## Task details
Each line of data below is to be returned exactly, leaving out any picture.

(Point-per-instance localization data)
▼

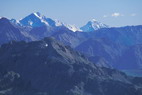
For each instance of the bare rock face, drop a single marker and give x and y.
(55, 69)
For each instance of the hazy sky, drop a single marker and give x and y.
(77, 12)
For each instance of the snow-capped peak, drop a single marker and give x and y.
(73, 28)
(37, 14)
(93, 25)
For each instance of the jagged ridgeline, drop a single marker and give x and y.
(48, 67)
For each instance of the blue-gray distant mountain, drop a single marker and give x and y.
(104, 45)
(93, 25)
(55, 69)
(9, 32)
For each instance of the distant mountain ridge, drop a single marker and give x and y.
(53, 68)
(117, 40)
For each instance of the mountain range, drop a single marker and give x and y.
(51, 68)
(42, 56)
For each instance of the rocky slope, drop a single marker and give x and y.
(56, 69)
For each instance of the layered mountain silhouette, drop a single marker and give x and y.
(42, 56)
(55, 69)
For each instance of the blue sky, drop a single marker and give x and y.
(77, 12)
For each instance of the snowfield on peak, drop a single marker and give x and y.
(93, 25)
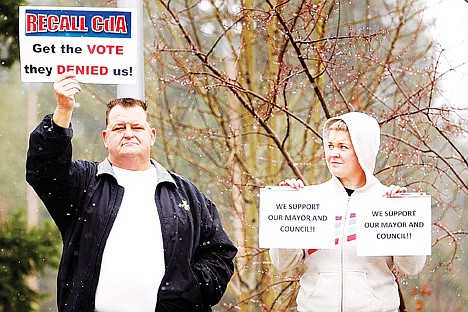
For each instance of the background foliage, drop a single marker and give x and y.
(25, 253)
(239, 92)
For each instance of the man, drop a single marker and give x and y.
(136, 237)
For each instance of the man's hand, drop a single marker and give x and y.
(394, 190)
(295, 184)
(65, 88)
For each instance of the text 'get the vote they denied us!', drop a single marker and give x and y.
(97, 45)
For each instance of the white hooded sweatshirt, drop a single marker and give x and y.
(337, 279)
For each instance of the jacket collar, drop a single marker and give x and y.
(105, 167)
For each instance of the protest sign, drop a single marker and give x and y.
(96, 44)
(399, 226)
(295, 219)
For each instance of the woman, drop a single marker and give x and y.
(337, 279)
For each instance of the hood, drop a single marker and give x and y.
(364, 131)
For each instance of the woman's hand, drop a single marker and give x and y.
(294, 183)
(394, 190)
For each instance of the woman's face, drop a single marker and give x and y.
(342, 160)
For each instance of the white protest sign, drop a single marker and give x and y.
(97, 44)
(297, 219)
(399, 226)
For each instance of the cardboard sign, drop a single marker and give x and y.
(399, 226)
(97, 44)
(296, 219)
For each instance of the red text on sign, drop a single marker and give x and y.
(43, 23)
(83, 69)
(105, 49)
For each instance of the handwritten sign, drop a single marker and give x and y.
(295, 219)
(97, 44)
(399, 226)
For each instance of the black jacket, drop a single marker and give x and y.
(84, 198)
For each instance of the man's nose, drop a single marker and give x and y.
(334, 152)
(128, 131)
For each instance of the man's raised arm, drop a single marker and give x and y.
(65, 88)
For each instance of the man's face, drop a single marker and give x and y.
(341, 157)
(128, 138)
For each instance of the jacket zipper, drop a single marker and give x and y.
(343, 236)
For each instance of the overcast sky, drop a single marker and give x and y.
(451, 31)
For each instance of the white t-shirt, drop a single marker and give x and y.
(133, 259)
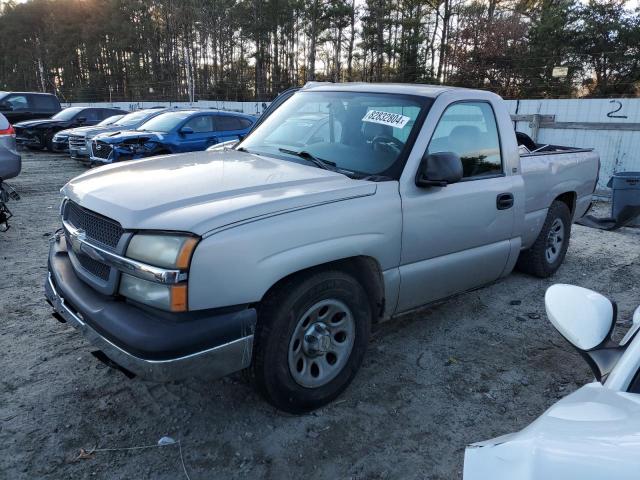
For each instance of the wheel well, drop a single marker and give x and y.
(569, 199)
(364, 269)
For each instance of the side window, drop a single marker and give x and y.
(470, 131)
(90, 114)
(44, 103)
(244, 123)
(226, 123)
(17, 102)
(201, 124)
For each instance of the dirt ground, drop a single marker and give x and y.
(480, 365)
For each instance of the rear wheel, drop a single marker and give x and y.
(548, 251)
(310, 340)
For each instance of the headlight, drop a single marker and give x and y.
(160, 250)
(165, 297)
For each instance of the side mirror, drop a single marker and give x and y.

▲

## Solution to this exercise
For each instance of the bare rock face, drop a single marker and give x and y.
(55, 69)
For each instance of the hazy sky, drop a single marker and give x and y.
(77, 12)
For each instance of the snow-capped peak, drop a single marker and give x and y.
(73, 28)
(37, 14)
(93, 25)
For each instance of the jagged ridgeline, drop a single marker and give x and y.
(48, 67)
For each instance of the blue-gray distant mountain, drop a single marker and give x and y.
(104, 45)
(93, 25)
(55, 69)
(9, 32)
For each instance of the distant mountain ridge, drop a single marker and give x and y.
(53, 68)
(117, 40)
For each instance of the mountain range, drop a single marker and give x and y.
(51, 68)
(42, 56)
For each instance of the rocky slope, drop a single marker and give x and y.
(56, 69)
For each instance of the layered mountain silhouette, drop a single marker and give x and y.
(42, 56)
(55, 69)
For each instance of the blue sky, drop a single marker and give x and y.
(77, 12)
For each instance of the snowfield on peak, drop a single marker and give x and y.
(93, 25)
For each instance of the background foliage, drop a single marker and give x and y.
(25, 253)
(239, 92)
For each instance of the man, drop a single marker and give x and y.
(136, 237)
For each instance of the man's hand, drop a single marker and give x and y.
(394, 190)
(295, 184)
(65, 88)
For each instance of the text 'get the vote they denied us!', drop a single marker and give x and y.
(97, 45)
For each instance of the white hooded sweatshirt, drop a single marker and give x and y.
(337, 279)
For each instance of the jacket collar, drop a single marker and give x and y.
(105, 167)
For each instance of the protest sign, drop a single marker and give x and y.
(96, 44)
(399, 226)
(295, 219)
For each instance of the woman, drop a single marker and give x and y.
(337, 279)
For each instance of the hood, drop a single marker and give x and y.
(364, 131)
For each instance of the woman's hand, drop a single marker and give x and y.
(294, 183)
(394, 190)
For each instance of the woman's face, drop a single marker and give x and y.
(342, 160)
For each instance of the white protest sign, drop a single marker and give x and y.
(97, 44)
(297, 219)
(399, 226)
For each instance of the cardboard sign, drop a single marker and give x and y.
(399, 226)
(97, 44)
(296, 219)
For each instance of the red text on sign, drop a single marker and give x and y.
(43, 23)
(83, 69)
(105, 49)
For each instance of the handwritten sign, drop a single marker and give x and y.
(295, 219)
(97, 44)
(399, 226)
For each instance of the black jacket, drop a single marker and give x and y.
(84, 198)
For each instance of the man's nose, drop a single marker and give x and y.
(334, 152)
(128, 131)
For each instance of the man's raised arm, drop a single marker and give x and y.
(65, 88)
For each instance of the man's face, drop a single marker and give x and y.
(341, 157)
(128, 138)
For each instance of the jacket zipper, drop a single marker and give x and y.
(343, 236)
For each instance of the overcast sky, drop a single marker and give x and y.
(451, 31)
For each instance of the white t-shirt, drop a single marker and give x and y.
(133, 259)
For each instance of the wheel well, drop a single marker and give x and y.
(569, 199)
(364, 269)
For each instance of the side window, drop a single marker and give x and y.
(470, 131)
(90, 114)
(44, 103)
(244, 123)
(226, 123)
(17, 102)
(201, 124)
For each instance of the dirt ground, drop a single marker and give x and y.
(480, 365)
For each instance of the rear wheel, drop a single marker and give x and y.
(548, 251)
(310, 340)
For each instance of the headlight, drop a single marker and give x and y.
(160, 250)
(165, 297)
For each instance of the side mirror, drop a single marker and give x and y.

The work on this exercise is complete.